## Activity
Please return the data that follows precisely as written, but without the images.

___ Data to examine

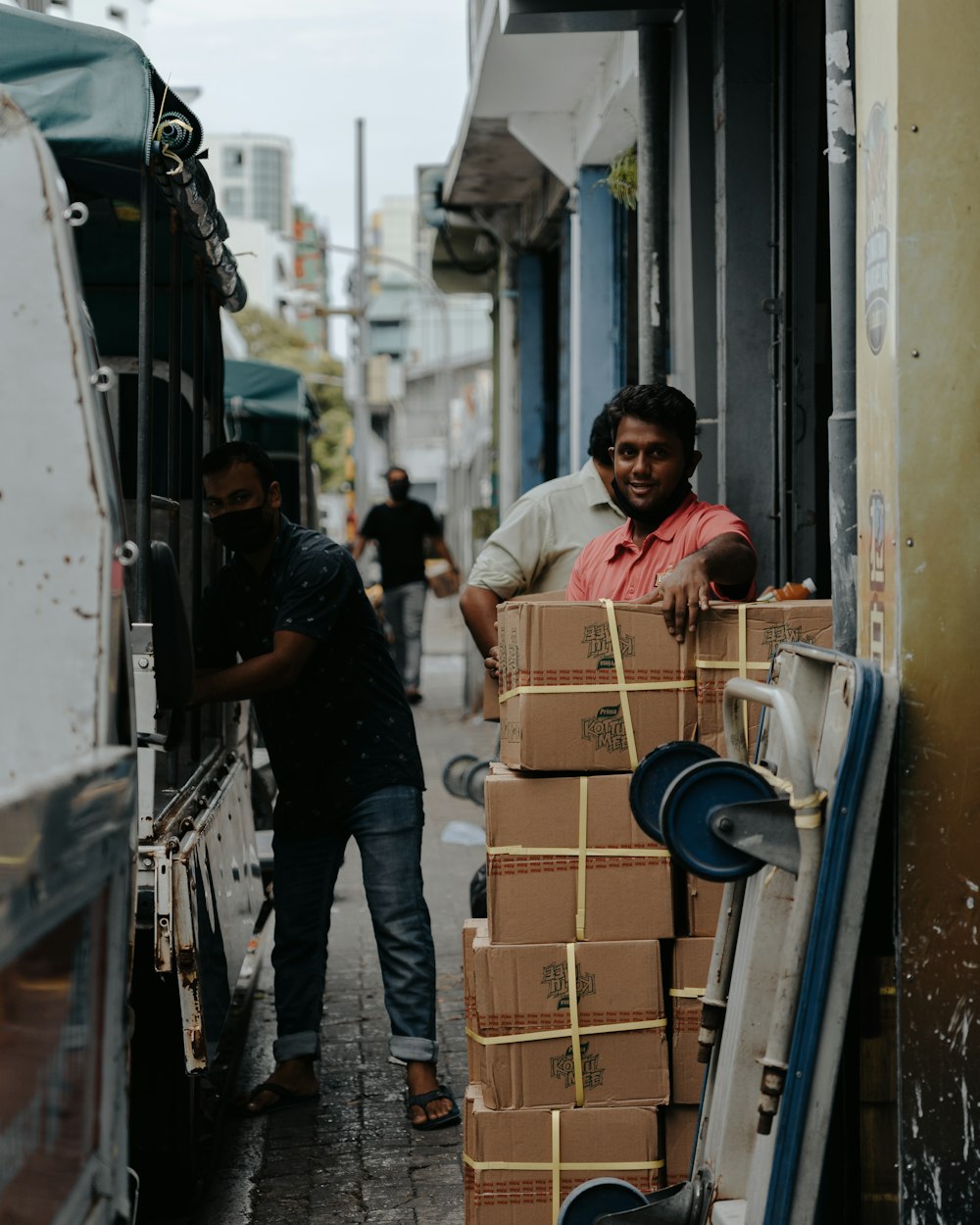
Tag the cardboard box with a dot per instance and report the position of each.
(490, 699)
(529, 1025)
(549, 873)
(564, 704)
(473, 929)
(692, 958)
(704, 906)
(441, 577)
(679, 1127)
(623, 1137)
(740, 640)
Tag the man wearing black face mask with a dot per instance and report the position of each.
(400, 528)
(342, 746)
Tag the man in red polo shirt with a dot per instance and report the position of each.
(672, 549)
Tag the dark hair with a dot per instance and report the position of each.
(220, 460)
(601, 439)
(657, 405)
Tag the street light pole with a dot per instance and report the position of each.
(362, 419)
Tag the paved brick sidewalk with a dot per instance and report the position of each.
(352, 1159)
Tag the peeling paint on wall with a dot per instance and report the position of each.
(841, 122)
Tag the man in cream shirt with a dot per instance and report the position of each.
(535, 547)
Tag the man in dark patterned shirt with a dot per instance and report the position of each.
(342, 746)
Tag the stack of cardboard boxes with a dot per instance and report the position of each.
(583, 984)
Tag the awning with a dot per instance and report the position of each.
(106, 114)
(260, 388)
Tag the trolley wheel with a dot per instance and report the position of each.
(455, 774)
(687, 809)
(655, 774)
(598, 1197)
(474, 780)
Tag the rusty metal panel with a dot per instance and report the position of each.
(919, 499)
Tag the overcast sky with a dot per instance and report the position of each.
(307, 70)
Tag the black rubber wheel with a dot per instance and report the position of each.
(599, 1197)
(687, 809)
(455, 774)
(655, 774)
(478, 893)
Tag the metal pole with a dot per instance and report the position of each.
(574, 333)
(653, 201)
(145, 397)
(842, 431)
(174, 398)
(362, 417)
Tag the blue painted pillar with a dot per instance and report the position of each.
(602, 356)
(530, 356)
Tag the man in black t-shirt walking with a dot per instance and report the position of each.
(400, 527)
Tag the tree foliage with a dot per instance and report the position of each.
(273, 339)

______

## Response
Tag the cardboard box with a dot per instance and report the position of each.
(490, 699)
(529, 1025)
(549, 873)
(564, 704)
(473, 929)
(692, 958)
(704, 906)
(441, 577)
(679, 1127)
(623, 1137)
(740, 640)
Tag the man wearing black face mask with a dot per instance and report the position of each.
(400, 528)
(342, 746)
Tag the man in red polo shirt with a dot per instance and report the position of each.
(672, 549)
Tag the dark hair with a dot per instance and report the position of each.
(220, 460)
(601, 439)
(657, 405)
Tag the street light pole with a dot per instance and report the position of each.
(362, 419)
Tag the paved brick sidewalk with a dot per instance and report the position of each.
(352, 1159)
Tag the peeling paint on wall with a dot per instance and report the position of each.
(841, 122)
Tag the man in cream shirt with a dot per instance and report the position of each.
(535, 547)
Tag the man in dark patterned shirt with a dot per instance and report the position of each.
(342, 746)
Tag the stack of cardboard boxes with a dot per instance and report the position of each.
(583, 984)
Tag the awning with a dot per instance and report the position of each.
(106, 114)
(260, 388)
Tag the trolley wheel with a dot per instance and report the position of each.
(455, 774)
(687, 809)
(655, 774)
(598, 1197)
(474, 780)
Tag the rusty metal panel with a dot per instance and report the position of each.
(919, 499)
Tag the overcast sky with a dot per instance and report the position of each.
(307, 70)
Tag the black rubber wheel with a dot per instance and report the position of each.
(599, 1197)
(687, 809)
(455, 774)
(655, 774)
(478, 893)
Tag the metal pole with a dot per instance and report the position of each.
(574, 333)
(653, 201)
(145, 397)
(842, 431)
(174, 398)
(362, 417)
Tag the blue painted pillar with a dot per instance and report the position of each.
(602, 356)
(530, 356)
Tag the man in black t-shirt walking with a dot per instance and report the position of each.
(400, 527)
Tag the tree foliage with a dot per instance and report the position of each.
(273, 339)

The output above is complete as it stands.